Required work —
Reproduce each line of the material precisely.

Supplied material —
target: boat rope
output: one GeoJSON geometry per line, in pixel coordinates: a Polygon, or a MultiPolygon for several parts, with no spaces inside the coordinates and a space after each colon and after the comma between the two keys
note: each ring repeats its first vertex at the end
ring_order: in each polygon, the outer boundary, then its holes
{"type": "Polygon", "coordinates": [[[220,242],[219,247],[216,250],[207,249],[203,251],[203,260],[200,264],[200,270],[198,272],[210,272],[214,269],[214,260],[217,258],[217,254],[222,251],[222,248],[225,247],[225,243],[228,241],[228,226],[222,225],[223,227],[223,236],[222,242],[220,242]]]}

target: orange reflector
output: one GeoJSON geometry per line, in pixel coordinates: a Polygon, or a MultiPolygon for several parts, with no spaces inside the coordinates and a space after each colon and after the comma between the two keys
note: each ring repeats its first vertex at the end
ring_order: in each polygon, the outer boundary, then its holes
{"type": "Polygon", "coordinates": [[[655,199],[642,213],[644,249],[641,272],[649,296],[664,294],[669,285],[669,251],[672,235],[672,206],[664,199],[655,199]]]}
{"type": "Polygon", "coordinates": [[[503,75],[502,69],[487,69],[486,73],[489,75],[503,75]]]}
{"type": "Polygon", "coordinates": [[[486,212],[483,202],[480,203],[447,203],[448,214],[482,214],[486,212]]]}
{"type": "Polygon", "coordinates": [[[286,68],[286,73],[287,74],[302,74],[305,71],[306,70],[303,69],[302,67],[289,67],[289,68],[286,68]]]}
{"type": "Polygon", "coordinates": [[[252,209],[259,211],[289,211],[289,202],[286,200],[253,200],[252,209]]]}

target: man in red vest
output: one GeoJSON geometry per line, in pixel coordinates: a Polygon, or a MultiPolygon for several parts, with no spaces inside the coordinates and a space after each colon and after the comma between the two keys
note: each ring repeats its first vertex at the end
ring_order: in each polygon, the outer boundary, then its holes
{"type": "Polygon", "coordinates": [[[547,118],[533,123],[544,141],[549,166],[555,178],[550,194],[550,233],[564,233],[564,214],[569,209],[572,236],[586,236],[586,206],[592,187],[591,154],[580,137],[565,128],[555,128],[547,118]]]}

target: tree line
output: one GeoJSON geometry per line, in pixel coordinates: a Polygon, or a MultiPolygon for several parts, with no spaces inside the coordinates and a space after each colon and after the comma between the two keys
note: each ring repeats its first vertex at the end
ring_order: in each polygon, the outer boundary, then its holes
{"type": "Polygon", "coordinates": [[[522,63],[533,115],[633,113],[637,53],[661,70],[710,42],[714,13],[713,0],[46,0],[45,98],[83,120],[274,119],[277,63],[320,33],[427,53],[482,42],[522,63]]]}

Solution —
target: boat rope
output: one GeoJSON geometry per line, in pixel coordinates: a Polygon, or a MultiPolygon for several parts, with no spaces inside the coordinates and a space after each colon and after the comma between the two keys
note: each ring repeats its first vertex at the end
ring_order: in each polygon, the outer boundary, then its holes
{"type": "Polygon", "coordinates": [[[220,242],[219,247],[216,250],[207,249],[203,251],[203,260],[200,264],[200,270],[198,272],[210,272],[214,269],[214,260],[217,258],[217,254],[222,251],[222,248],[225,247],[225,243],[228,241],[228,226],[222,225],[223,227],[223,236],[222,242],[220,242]]]}

target: orange reflector
output: one GeoJSON geometry per line, in pixel coordinates: a Polygon, or a MultiPolygon for several parts, with no spaces inside the coordinates and a space after each colon and after the comma between the two keys
note: each ring repeats its first vertex at the end
ring_order: in each polygon, the outer boundary, then its holes
{"type": "Polygon", "coordinates": [[[655,199],[642,213],[644,249],[641,272],[649,296],[664,294],[669,285],[669,251],[672,235],[672,206],[664,199],[655,199]]]}
{"type": "Polygon", "coordinates": [[[503,75],[502,69],[487,69],[486,73],[489,75],[503,75]]]}
{"type": "Polygon", "coordinates": [[[486,212],[483,202],[480,203],[447,203],[448,214],[482,214],[486,212]]]}
{"type": "Polygon", "coordinates": [[[286,68],[286,73],[287,74],[302,74],[305,71],[306,70],[303,69],[302,67],[289,67],[289,68],[286,68]]]}
{"type": "Polygon", "coordinates": [[[252,209],[259,211],[289,211],[289,202],[286,200],[253,200],[252,209]]]}

target: man in red vest
output: one GeoJSON geometry per line, in pixel coordinates: a Polygon, or a MultiPolygon for several parts, with no spaces inside the coordinates and a space after each colon and after the comma between the two keys
note: each ring repeats its first vertex at the end
ring_order: in each polygon, the outer boundary, then its holes
{"type": "Polygon", "coordinates": [[[547,118],[533,123],[544,141],[549,166],[555,178],[550,194],[550,233],[564,233],[564,214],[569,209],[572,236],[586,236],[586,206],[592,187],[591,154],[580,137],[565,128],[555,128],[547,118]]]}

target: tree line
output: one GeoJSON geometry per line, in pixel coordinates: a Polygon, or a MultiPolygon for several parts, with no spaces inside the coordinates and a space after each colon and after the comma between the two keys
note: each ring repeats its first vertex at the end
ring_order: in each polygon, the outer boundary, then its holes
{"type": "Polygon", "coordinates": [[[522,63],[533,115],[633,113],[637,53],[661,70],[710,42],[714,13],[713,0],[46,0],[45,98],[83,120],[274,119],[277,63],[320,33],[427,53],[482,42],[522,63]]]}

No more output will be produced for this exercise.